[Collected data entries]
#####

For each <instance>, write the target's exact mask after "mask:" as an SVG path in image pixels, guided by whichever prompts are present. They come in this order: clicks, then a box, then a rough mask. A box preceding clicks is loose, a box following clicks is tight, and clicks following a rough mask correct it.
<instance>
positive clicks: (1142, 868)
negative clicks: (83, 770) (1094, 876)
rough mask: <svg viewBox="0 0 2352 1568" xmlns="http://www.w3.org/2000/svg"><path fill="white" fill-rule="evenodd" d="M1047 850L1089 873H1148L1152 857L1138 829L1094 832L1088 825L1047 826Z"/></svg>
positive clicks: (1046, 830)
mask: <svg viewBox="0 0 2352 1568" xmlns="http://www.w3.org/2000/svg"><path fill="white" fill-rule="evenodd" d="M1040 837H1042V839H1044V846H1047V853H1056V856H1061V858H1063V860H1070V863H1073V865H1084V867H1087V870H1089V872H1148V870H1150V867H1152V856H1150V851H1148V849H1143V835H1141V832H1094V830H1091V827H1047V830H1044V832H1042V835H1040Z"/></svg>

#####

The task:
Reproduce exactly the stretch of lines that starts at the one containing "rough mask: <svg" and ends with the final line of the data, including both ends and nothing more.

Response for this exercise:
rough mask: <svg viewBox="0 0 2352 1568" xmlns="http://www.w3.org/2000/svg"><path fill="white" fill-rule="evenodd" d="M1047 850L1089 873H1148L1152 857L1138 829L1094 832L1088 825L1047 826Z"/></svg>
positive clicks: (1046, 830)
mask: <svg viewBox="0 0 2352 1568" xmlns="http://www.w3.org/2000/svg"><path fill="white" fill-rule="evenodd" d="M1040 837H1042V839H1044V846H1047V853H1056V856H1061V858H1063V860H1070V863H1073V865H1084V867H1087V870H1089V872H1148V870H1150V867H1152V856H1150V851H1148V849H1143V835H1141V832H1094V830H1091V827H1047V830H1044V832H1042V835H1040Z"/></svg>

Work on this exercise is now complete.